**TASK OBJECTIVE:** Search the material below for the word "roof". Copy every line that has it.

**DATA LISTING:**
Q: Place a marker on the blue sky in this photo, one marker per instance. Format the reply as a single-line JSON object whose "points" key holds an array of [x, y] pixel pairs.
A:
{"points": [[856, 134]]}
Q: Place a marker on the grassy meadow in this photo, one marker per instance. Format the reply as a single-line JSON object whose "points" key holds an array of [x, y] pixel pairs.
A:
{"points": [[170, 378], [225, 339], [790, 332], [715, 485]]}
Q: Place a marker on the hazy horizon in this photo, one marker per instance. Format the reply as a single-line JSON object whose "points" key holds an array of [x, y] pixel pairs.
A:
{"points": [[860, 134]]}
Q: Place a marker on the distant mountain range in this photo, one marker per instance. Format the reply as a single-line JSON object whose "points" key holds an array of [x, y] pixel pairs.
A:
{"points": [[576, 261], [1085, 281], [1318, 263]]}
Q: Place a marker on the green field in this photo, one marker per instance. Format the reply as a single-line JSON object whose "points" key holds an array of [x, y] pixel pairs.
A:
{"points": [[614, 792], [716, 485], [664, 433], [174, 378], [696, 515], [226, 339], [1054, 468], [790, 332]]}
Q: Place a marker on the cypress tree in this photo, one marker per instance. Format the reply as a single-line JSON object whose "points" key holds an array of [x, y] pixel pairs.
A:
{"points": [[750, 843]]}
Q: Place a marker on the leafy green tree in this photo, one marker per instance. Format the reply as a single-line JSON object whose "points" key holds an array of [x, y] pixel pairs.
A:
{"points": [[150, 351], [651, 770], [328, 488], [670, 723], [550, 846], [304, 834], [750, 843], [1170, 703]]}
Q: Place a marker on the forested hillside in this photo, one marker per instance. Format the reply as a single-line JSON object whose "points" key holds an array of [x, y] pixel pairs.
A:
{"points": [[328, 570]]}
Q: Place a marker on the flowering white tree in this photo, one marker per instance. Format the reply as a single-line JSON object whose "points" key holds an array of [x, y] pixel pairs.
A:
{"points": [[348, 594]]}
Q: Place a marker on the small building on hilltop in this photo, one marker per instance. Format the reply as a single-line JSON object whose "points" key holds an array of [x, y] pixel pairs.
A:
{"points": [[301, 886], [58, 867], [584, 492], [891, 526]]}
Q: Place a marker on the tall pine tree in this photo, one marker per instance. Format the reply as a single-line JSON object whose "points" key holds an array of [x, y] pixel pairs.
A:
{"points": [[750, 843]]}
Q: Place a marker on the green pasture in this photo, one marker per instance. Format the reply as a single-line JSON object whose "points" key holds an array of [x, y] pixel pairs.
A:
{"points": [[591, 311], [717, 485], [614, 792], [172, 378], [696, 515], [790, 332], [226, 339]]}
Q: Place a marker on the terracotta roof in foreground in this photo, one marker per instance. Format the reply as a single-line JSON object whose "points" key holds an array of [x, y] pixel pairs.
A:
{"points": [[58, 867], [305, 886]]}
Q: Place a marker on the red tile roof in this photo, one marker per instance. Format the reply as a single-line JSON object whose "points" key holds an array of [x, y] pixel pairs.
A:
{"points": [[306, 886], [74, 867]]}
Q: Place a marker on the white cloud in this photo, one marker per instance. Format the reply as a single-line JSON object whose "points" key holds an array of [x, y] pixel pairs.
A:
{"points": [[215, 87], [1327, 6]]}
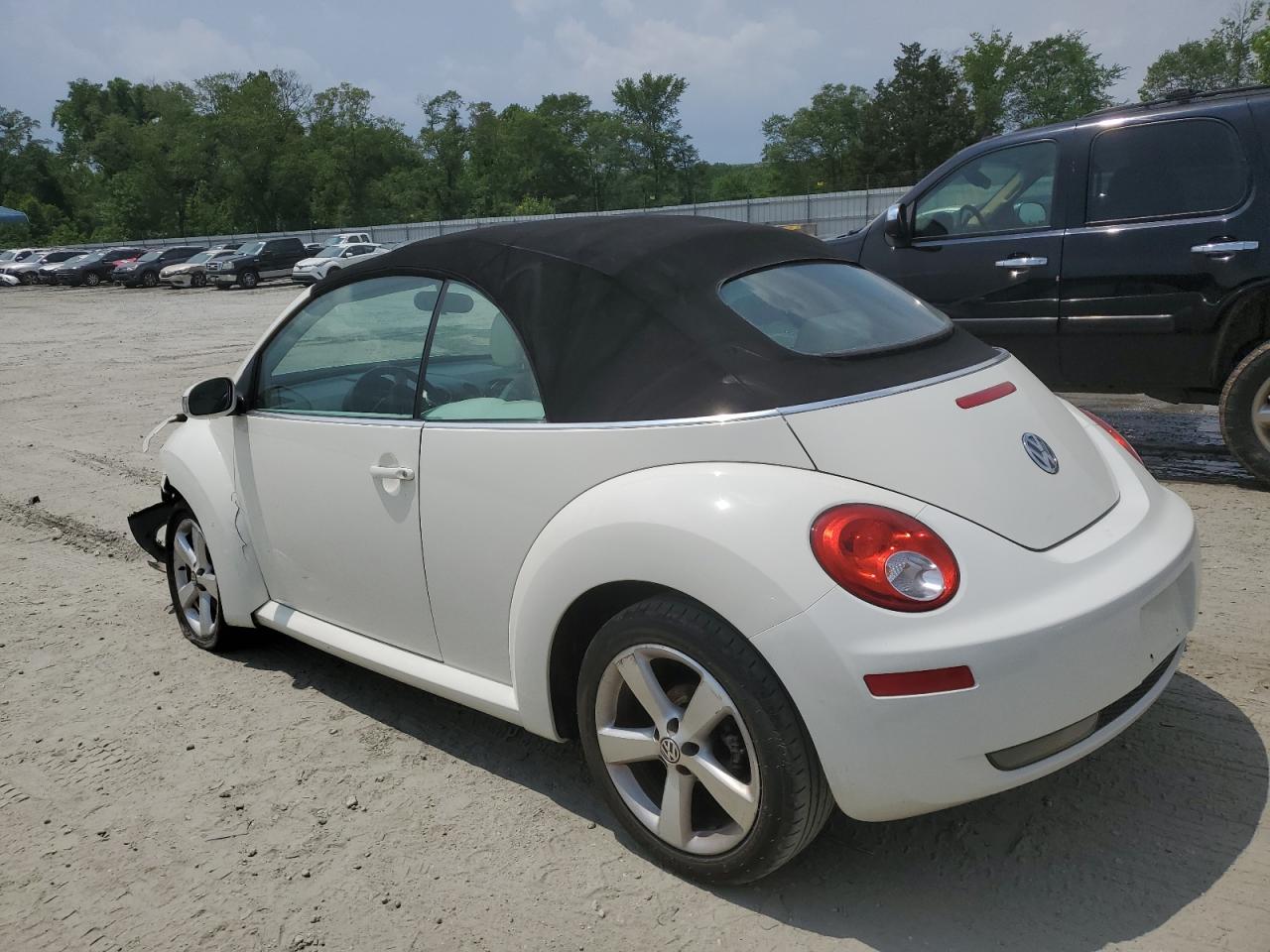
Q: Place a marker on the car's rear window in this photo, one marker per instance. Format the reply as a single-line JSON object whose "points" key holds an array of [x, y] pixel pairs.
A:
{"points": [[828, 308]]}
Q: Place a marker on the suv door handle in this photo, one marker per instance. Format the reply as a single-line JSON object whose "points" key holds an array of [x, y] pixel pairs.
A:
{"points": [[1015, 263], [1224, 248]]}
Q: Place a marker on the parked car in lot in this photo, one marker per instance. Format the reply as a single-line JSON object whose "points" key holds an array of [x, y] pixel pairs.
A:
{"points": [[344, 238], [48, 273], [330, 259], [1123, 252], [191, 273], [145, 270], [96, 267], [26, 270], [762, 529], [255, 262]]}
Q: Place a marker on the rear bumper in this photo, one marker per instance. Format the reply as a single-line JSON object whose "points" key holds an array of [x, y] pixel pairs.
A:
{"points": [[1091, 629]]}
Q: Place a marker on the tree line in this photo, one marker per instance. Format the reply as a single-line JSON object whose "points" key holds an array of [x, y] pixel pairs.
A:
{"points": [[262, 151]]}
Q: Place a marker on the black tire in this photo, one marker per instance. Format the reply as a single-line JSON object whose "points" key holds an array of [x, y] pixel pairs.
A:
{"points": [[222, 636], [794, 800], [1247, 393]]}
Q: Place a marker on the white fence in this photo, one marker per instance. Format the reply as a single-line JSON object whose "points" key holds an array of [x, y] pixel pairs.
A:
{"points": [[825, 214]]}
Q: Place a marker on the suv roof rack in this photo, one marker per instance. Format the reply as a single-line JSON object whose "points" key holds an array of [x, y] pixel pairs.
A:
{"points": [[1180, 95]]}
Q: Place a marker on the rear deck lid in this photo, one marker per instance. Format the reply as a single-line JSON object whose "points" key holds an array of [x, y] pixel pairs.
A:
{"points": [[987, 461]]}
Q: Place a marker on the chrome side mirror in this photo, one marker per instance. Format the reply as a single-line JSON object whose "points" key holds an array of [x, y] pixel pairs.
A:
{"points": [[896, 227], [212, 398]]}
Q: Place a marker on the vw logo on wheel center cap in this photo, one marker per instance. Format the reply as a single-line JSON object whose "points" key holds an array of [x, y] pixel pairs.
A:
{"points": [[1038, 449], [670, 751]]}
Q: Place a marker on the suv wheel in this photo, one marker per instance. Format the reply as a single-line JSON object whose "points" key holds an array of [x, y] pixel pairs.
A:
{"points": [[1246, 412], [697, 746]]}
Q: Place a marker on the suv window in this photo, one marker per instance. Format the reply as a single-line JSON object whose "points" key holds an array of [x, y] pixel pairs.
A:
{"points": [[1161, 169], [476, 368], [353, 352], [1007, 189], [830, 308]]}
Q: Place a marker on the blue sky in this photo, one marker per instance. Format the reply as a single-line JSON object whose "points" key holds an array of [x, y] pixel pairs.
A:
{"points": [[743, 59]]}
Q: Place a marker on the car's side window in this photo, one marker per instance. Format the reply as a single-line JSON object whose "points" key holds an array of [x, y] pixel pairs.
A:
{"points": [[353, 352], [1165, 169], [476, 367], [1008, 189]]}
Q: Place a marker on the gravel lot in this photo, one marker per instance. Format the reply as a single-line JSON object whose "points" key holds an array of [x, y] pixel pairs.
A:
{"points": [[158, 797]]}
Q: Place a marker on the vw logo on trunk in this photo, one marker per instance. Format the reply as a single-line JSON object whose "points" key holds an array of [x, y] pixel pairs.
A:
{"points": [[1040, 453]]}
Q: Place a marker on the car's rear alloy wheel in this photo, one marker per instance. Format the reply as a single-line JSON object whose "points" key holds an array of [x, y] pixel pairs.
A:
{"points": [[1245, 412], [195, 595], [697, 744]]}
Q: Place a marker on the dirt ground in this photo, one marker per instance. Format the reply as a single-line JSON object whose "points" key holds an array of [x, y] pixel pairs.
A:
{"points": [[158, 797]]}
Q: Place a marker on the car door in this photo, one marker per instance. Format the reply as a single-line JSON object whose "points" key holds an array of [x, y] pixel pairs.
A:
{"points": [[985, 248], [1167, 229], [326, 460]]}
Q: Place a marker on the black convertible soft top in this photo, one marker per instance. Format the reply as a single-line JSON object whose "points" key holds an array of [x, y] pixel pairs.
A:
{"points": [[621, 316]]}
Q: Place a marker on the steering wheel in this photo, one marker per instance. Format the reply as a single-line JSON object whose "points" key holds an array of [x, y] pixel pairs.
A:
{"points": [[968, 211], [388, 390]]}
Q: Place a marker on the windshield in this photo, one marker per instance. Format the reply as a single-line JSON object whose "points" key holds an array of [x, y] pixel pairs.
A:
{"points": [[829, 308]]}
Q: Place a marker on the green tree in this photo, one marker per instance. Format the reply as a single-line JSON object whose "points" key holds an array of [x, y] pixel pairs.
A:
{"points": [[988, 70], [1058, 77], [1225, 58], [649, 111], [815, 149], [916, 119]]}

**RESULT OF THE EXERCISE:**
Q: Place a marker on the terracotta roof in foreground in this photo, one marker per instance. Format the reply as a single-line JSON object whose "points" key holds an array of [x, y] pixel pairs.
Q: Place a marker on the red tile roof in this photo, one marker per instance. Format the reply as a single-line JSON object whose "points" key holds an array of [x, y] pixel pairs.
Q: Place a marker on the suv roof rack in this photo, one marker per instance. Format the reply as a single-line JSON object whose "points" key holds an array of [x, y] pixel pairs.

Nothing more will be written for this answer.